▶ _Exercise details_: Could you transcribe the part of the Superstorm Sandy article below that opens with the words containing "When the remnants" and closes with "safety and preparedness."?

Superstorm Sandy a reminder of how unpredictable weather can be

Ohioans encouraged to update their safety plans, replenish their disaster supply kits to sustain all household members for several days, and prepare themselves and their property for winter-related incidents.
Norwalk Reflector Staff
Nov 16, 2012

When the remnants of Superstorm Sandy hit Ohio Oct. 29, it hit with a vengeance. It brought torrential winds, flooding, snow and ice. It downed trees and power lines, leaving more than 250,000 Ohioans without power for days. Superstorm Sandy showed Ohio, the East Coast, and other states just how unpredictable weather can be. Superstorm Sandy, with all of its devastating destruction, re-emphasizes the importance of severe weather safety and preparedness.

Sunday, Nov. 11 kicked off Ohio’s Winter Safety Awareness Week. Gov.John R. Kasich’s resolution states: “Winter Safety Awareness Week creates the opportunity for Ohioans to prepare their homes, schools, businesses and organizations for the upcoming months of potential severe winter weather and conditions associated with it, such as snow and ice storms, flooding from rapid thaws, (and) extended power outages caused by winter storms.”

▶ _Data entries_:
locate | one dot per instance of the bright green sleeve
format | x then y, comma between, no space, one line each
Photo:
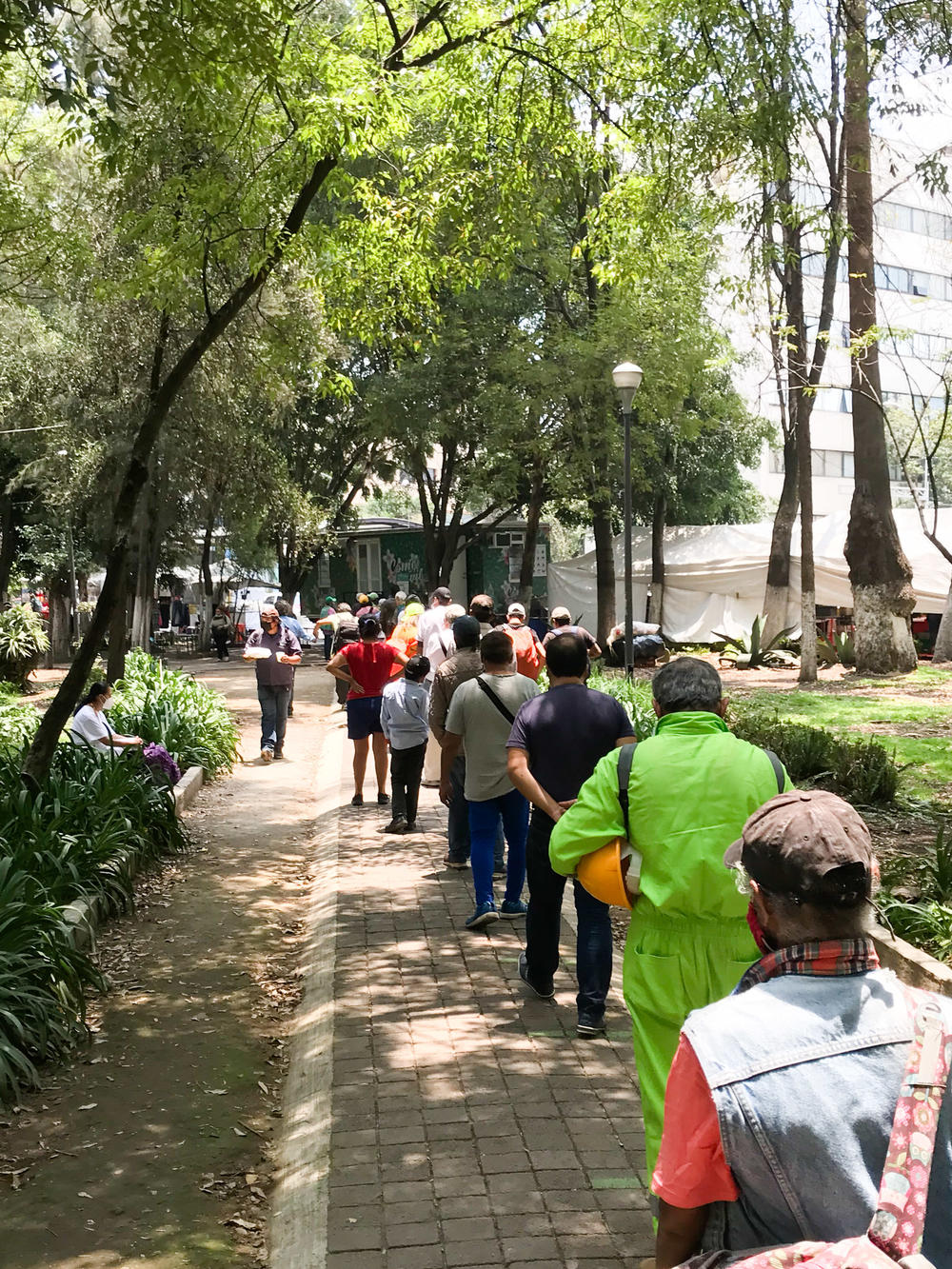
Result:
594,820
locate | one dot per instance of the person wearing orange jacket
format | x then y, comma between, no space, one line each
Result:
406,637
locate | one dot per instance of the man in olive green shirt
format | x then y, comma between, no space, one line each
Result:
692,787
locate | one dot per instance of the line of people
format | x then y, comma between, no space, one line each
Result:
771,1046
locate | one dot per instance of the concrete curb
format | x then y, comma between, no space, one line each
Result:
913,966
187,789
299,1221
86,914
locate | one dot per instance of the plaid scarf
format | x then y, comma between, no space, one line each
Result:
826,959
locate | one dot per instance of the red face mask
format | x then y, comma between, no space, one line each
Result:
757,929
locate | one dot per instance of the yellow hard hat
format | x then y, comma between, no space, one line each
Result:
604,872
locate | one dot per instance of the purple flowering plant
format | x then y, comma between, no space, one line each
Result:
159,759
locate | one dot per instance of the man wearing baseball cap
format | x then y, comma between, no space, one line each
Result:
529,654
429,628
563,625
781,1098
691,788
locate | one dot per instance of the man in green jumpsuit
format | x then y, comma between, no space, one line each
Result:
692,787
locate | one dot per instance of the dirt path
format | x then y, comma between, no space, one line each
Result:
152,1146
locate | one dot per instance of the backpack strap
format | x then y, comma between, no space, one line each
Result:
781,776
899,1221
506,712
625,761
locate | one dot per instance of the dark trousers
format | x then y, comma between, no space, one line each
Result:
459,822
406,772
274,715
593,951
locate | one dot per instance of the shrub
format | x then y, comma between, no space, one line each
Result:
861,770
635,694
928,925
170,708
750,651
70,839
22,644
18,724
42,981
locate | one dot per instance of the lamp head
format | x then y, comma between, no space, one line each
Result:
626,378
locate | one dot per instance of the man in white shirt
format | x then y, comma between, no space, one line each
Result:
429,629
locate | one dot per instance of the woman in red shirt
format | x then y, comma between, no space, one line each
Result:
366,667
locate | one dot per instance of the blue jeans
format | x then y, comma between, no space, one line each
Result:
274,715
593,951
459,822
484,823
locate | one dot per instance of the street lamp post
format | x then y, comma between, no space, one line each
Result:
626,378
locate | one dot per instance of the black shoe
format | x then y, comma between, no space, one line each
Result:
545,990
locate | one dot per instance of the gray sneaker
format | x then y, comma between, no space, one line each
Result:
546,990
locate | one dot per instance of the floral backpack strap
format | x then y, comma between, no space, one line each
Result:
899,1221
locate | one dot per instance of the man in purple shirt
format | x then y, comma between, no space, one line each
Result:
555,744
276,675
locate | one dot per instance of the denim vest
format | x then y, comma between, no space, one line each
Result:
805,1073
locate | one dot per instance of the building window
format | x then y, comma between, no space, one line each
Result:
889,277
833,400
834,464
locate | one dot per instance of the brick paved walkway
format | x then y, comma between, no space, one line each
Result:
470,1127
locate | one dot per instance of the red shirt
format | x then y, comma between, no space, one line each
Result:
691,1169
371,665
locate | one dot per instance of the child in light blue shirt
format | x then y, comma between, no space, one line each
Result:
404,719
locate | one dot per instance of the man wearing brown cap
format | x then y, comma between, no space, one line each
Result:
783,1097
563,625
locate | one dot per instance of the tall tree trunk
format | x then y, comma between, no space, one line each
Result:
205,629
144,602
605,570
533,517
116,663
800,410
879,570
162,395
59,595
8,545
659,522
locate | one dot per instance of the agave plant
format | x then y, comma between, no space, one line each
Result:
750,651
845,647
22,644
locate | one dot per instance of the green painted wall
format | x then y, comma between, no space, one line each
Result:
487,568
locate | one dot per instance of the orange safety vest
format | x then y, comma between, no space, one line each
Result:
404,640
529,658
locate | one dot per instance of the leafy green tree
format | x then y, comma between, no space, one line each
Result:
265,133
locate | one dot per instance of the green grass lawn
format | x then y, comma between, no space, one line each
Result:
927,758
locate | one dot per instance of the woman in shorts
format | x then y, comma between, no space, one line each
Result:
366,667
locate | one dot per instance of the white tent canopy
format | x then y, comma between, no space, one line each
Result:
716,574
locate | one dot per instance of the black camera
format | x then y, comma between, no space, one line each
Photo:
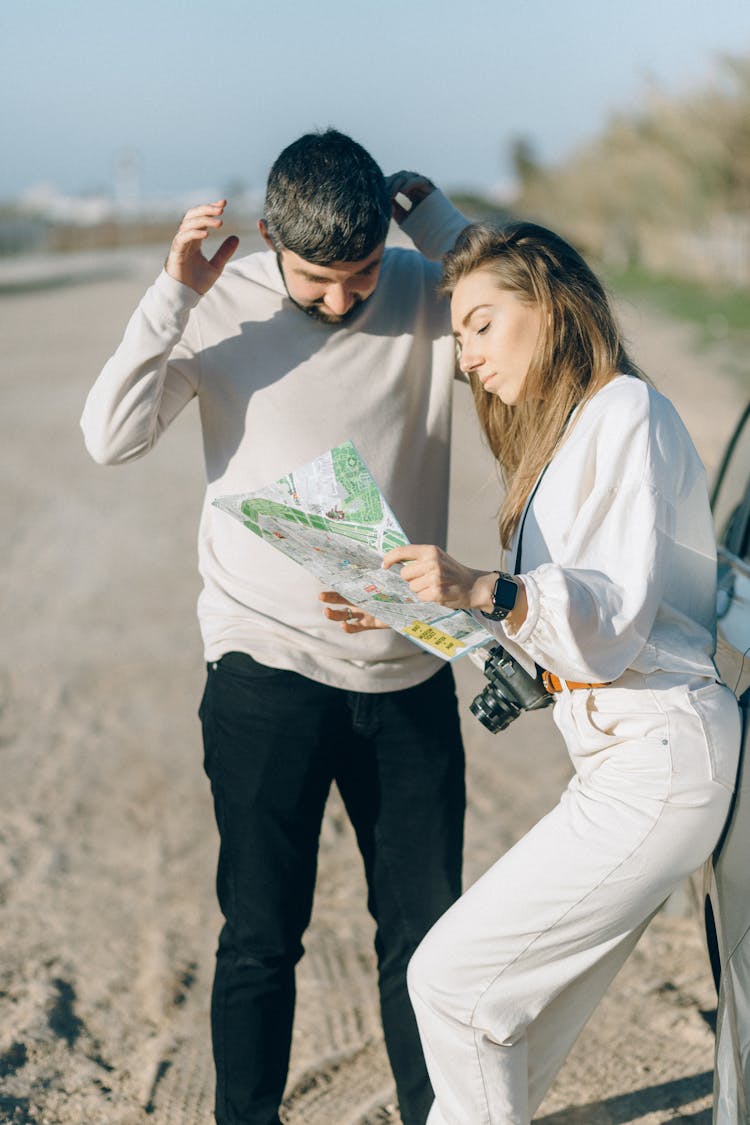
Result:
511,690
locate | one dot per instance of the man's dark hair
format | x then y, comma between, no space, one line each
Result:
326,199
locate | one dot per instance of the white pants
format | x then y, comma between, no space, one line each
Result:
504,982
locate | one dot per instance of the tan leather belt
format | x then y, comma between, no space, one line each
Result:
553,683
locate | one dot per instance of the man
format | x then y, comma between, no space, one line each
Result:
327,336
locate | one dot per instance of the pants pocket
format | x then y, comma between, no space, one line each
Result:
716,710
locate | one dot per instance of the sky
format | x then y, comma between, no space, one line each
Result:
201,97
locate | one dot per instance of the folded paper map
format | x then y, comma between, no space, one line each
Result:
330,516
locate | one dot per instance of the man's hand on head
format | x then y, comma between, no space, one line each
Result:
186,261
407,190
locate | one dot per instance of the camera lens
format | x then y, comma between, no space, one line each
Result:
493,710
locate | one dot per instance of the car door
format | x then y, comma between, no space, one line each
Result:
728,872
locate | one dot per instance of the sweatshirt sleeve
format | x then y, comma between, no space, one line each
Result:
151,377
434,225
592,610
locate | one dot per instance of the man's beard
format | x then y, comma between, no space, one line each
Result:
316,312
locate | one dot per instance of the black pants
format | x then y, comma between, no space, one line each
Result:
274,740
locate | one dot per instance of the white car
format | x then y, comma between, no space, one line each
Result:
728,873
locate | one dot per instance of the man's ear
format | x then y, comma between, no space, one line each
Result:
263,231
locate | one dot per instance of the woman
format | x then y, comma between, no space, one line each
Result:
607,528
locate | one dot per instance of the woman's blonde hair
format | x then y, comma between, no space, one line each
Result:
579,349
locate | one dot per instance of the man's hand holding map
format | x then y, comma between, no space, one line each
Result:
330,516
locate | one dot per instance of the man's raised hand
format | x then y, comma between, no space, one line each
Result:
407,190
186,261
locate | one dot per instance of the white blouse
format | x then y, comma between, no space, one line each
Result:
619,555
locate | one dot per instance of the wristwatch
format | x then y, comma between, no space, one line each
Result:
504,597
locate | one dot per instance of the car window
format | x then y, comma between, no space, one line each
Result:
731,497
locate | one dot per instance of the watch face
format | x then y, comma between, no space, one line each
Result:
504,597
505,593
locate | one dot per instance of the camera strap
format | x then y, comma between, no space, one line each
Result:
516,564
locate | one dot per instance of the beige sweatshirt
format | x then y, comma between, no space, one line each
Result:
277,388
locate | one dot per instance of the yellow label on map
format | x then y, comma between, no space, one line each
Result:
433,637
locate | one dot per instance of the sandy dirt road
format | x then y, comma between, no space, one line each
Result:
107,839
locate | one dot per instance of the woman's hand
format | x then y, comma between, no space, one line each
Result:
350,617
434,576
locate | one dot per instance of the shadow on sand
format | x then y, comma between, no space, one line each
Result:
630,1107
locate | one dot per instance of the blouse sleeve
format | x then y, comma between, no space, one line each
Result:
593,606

--

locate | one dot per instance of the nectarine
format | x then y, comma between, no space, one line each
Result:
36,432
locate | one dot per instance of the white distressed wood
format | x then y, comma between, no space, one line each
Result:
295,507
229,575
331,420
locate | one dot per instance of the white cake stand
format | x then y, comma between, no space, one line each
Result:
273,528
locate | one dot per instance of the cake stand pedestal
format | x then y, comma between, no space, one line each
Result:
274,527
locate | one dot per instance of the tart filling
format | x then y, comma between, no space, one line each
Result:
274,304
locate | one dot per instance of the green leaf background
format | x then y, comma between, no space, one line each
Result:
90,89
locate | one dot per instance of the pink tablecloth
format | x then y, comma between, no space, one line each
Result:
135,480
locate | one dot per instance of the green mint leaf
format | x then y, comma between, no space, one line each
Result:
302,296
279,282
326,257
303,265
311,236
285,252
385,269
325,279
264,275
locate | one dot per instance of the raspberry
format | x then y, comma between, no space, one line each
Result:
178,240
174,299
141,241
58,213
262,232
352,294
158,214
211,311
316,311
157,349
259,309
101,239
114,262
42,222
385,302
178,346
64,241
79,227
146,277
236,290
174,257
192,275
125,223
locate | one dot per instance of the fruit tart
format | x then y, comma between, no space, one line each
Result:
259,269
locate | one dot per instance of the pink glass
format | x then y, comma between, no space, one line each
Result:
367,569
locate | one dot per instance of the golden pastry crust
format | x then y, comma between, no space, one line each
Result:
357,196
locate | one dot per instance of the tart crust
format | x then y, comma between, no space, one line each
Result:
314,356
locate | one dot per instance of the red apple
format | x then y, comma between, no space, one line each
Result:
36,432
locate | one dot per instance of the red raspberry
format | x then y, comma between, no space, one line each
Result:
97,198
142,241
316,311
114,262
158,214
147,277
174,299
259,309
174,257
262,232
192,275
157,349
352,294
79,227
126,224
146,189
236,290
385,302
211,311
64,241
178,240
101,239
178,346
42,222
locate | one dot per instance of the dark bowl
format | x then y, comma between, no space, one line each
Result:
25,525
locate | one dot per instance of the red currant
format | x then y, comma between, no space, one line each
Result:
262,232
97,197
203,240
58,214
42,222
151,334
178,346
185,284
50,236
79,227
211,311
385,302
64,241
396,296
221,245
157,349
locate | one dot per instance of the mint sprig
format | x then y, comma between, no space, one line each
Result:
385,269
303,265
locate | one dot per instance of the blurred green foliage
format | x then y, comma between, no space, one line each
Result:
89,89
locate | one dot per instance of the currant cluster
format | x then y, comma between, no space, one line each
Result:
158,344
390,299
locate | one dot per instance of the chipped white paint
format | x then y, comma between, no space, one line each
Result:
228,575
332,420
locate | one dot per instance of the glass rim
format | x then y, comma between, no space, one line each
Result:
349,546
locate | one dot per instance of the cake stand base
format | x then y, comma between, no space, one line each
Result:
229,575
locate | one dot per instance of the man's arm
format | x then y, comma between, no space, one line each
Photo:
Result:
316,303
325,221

▶ _Result for this task_:
When the remnants of Superstorm Sandy hit Ohio Oct. 29, it hit with a vengeance. It brought torrential winds, flooding, snow and ice. It downed trees and power lines, leaving more than 250,000 Ohioans without power for days. Superstorm Sandy showed Ohio, the East Coast, and other states just how unpredictable weather can be. Superstorm Sandy, with all of its devastating destruction, re-emphasizes the importance of severe weather safety and preparedness.